The ‘Service of Nine Lessons and Carols’, broadcast from King’s College Chapel, Cambridge, on Christmas Eve is heard every year in countries around the world. Most of what is sung and read at this church service is traditional and familiar – so familiar that most people probably don’t even think about how rarely the words and phrases are heard in any other context. From the very first Christmas card to the end of festivities in January, the festive season throws up a host of old-fashioned and season-specific vocabulary.

Given problem A:
Please answer these questions on the passage on Christmas vocabulary:
(i) From which chapel is the "Service of Nine Lessons and Carols" broadcast?
(ii) What two words describe most of what is sung and read at that service?
(iii) What does the festive season throw up?
Given problem B: Retype the passage on Christmas vocabulary, starting with "The ‘Service of" and going on through "and season-specific vocabulary.".
The records have no connection to the passage on Christmas vocabulary.

Supplied information:
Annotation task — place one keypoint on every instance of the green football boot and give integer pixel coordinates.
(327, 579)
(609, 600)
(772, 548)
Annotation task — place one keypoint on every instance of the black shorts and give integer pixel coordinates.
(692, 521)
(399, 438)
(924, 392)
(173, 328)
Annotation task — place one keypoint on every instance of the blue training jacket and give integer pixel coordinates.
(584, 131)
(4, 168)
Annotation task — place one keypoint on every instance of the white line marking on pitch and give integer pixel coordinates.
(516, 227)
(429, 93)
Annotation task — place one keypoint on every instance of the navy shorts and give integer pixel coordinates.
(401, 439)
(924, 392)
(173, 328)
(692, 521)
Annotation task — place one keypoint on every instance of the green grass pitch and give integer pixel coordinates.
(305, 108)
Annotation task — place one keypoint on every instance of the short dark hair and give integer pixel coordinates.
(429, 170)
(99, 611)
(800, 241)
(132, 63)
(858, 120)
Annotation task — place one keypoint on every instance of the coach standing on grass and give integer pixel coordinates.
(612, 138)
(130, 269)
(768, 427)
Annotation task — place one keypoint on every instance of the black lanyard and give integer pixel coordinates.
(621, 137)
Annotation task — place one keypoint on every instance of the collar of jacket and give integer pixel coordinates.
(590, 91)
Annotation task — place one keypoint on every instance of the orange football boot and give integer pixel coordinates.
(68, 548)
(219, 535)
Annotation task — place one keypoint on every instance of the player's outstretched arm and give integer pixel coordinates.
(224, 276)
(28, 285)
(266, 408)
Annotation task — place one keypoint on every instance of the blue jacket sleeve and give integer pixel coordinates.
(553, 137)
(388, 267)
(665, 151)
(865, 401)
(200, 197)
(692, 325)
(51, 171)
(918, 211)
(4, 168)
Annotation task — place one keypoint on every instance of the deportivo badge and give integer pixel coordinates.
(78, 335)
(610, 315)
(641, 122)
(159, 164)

Full response A:
(i) King's College Chapel, Cambridge
(ii) Traditional and familiar
(iii) A host of old-fashioned and season-specific vocabulary

Full response B:
The ‘Service of Nine Lessons and Carols’, broadcast from King’s College Chapel, Cambridge, on Christmas Eve is heard every year in countries around the world. Most of what is sung and read at this church service is traditional and familiar – so familiar that most people probably don’t even think about how rarely the words and phrases are heard in any other context. From the very first Christmas card to the end of festivities in January, the festive season throws up a host of old-fashioned and season-specific vocabulary.